* [THE REQUEST]: Count the lines in the items below that contain the string "truck", treating uppercase and lowercase as different. Give only the number.

* [DATASET CONTENT]:

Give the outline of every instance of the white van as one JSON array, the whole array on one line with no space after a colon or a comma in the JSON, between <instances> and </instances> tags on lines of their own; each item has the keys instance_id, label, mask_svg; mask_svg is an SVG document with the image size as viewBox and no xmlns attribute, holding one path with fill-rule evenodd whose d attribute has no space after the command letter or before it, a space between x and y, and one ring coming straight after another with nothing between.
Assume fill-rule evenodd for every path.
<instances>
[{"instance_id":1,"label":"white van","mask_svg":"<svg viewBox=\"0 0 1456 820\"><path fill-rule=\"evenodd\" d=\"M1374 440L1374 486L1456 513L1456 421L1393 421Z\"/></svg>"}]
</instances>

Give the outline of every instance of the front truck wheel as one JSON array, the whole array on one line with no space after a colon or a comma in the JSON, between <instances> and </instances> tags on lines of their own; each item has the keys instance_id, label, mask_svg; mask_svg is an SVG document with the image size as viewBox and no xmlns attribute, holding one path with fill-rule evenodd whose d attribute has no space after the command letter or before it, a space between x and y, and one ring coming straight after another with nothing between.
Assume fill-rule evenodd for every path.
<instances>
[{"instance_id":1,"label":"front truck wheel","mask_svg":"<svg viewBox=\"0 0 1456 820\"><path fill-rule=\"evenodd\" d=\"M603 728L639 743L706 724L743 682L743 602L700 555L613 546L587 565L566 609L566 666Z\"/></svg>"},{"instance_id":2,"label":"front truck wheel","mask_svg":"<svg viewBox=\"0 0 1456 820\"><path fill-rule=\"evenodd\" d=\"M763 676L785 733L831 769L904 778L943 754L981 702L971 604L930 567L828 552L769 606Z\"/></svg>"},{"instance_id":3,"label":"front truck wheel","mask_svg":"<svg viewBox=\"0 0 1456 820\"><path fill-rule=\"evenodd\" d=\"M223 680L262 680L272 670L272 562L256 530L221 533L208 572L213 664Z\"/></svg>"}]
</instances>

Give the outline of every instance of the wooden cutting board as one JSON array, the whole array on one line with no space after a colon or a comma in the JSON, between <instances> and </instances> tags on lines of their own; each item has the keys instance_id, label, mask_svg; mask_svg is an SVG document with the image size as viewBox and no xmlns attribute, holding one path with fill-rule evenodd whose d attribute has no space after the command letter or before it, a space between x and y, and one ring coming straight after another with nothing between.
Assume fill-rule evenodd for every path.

* [CORRECT RESULT]: 2